• **Selected text**:
######

Multi-Head Attention (MHA)

Multi-head attention extends single-head attention by computing multiple attention scores in parallel. Each head has its own set of learnable parameters, and the outputs are concatenated and linearly transformed to produce the final output.

Multi-head attention has $H$ query, key, and value heads.

class MultiHeadAttention(nn.Module):

    def __init__(
        self,
        dim: int,
        num_heads: int,
        num_kv_heads: Optional[int] = None,
        dropout: float = 0.1,
        max_seq_len: int = 32768,
    ):
        super().__init__()

######

• **Material supplied**:
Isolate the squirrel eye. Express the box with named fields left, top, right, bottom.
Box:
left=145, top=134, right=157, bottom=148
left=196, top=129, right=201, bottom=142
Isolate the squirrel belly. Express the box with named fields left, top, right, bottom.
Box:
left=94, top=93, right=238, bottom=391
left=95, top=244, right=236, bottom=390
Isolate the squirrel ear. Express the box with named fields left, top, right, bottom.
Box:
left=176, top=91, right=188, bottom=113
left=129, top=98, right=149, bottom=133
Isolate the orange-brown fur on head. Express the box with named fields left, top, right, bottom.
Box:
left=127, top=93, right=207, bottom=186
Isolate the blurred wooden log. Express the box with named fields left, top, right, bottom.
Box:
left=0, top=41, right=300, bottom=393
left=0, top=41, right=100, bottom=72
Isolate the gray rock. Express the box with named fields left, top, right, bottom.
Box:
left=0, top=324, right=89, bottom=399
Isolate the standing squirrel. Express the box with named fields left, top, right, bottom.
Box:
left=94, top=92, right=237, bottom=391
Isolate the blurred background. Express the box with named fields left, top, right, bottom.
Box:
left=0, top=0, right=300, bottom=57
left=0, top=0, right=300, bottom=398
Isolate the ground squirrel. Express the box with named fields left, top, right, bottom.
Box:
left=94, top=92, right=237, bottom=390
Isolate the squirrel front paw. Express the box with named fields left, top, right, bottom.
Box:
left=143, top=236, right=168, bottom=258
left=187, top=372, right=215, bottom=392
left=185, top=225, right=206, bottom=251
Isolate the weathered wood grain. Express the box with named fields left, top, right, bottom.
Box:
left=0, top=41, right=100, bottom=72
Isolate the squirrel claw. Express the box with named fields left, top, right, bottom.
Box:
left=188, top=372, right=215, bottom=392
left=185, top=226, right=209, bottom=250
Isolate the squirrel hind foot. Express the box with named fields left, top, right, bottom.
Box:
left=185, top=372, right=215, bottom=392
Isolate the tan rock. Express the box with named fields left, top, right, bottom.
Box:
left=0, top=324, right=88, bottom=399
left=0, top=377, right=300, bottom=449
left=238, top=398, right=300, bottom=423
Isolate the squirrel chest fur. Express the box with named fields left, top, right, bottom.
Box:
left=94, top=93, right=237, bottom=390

######

• **Exercise 1**: In the multi-head attention text, what is done with the outputs of the heads?
• **Exercise 2**: Write out the multi-head attention text word for word from "Multi-Head Attention (MHA)" to "and value heads.".

• **Written solution 1**: They are concatenated and linearly transformed to produce the final output.

• **Written solution 2**:
Multi-Head Attention (MHA)

Multi-head attention extends single-head attention by computing multiple attention scores in parallel. Each head has its own set of learnable parameters, and the outputs are concatenated and linearly transformed to produce the final output.

Multi-head attention has $H$ query, key, and value heads.